>>

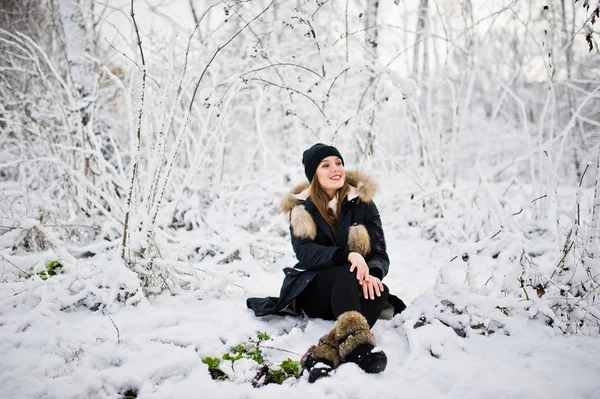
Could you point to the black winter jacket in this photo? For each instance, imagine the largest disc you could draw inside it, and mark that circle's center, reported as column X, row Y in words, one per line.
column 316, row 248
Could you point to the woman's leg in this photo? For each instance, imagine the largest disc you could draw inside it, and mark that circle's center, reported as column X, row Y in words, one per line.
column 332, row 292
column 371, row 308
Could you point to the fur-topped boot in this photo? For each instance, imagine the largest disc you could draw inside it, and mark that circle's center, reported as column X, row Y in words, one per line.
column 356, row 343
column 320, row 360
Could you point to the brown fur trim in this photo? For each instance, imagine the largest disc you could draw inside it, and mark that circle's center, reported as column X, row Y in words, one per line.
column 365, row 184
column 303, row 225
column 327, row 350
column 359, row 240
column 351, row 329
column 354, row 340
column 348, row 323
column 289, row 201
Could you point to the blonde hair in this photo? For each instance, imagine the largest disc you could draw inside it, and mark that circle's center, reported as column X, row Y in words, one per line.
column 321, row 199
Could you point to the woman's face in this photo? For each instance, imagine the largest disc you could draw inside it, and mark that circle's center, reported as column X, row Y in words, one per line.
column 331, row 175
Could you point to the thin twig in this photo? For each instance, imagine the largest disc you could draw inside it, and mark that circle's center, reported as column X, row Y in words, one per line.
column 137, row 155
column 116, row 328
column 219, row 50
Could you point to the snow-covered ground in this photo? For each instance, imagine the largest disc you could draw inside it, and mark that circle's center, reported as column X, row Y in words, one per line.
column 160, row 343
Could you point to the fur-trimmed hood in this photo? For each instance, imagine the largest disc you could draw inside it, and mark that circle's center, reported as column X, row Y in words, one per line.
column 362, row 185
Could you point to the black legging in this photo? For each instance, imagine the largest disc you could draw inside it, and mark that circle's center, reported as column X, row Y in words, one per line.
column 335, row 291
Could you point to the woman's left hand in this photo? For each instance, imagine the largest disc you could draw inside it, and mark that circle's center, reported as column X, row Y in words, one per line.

<<

Output the entries above verbatim. Omit the images.

Could you point to the black winter jacket in this photo? For each instance, imagine the largest disc you could draw inside it, and mark that circle's center, reported as column X, row Y in words, one per line.
column 316, row 248
Could you point to the woman's leg in this photo? For each instance, imagine the largest disc you could draw inside it, and mark that circle's center, reported as column X, row Y in words, one per line.
column 332, row 292
column 371, row 308
Could you point to the fur-topped boot in this photo? For each instance, imagine the largest disc you could draw inside it, and mark that circle's center, reported as column X, row Y in words, one per line.
column 356, row 343
column 320, row 360
Could you point to the brown fur trim in this photo? For each instance, imagine the largest disc you could draw inside it, and mark that circle's center, reported as column X, row Y in words, one per line.
column 365, row 184
column 303, row 225
column 327, row 350
column 359, row 240
column 351, row 329
column 354, row 340
column 348, row 323
column 289, row 201
Could you point to the blonde hair in this photo? For each instance, imagine the largest disc you could draw inside it, and mark that circle's center, reported as column X, row Y in words, one per line.
column 321, row 199
Could you point to the woman's face in this photo? For each instance, imagine the largest disc you could draw inside it, and mark that circle's center, reported as column X, row Y in words, one per line.
column 331, row 175
Could you point to the thin twig in this photo? For each instance, imagine the largest disc you could draw inside it, and mark that circle's center, reported as column X, row Y in words, one per line.
column 137, row 155
column 116, row 328
column 219, row 50
Could you point to the snow-covered ground in this photo? For each instance, imagine the largest disc you could draw inside it, and mark that circle's center, reported as column X, row Y in words, one per line.
column 160, row 343
Could you point to the fur-trimmed hood in this photo? For each instance, imagine the largest disc you could draw inside it, and mark that circle's center, reported as column X, row Y in words, one per line.
column 362, row 185
Could you point to the black legging in this photo? For each instance, imagine the largest disc you could draw inside it, and mark that circle's center, reported as column X, row Y in words, one per line.
column 335, row 291
Could you point to the woman's left hand in this photo? For each instance, imagine the largest disc you could draw inside it, and mark that circle's center, reported as column X, row Y in words, one per line.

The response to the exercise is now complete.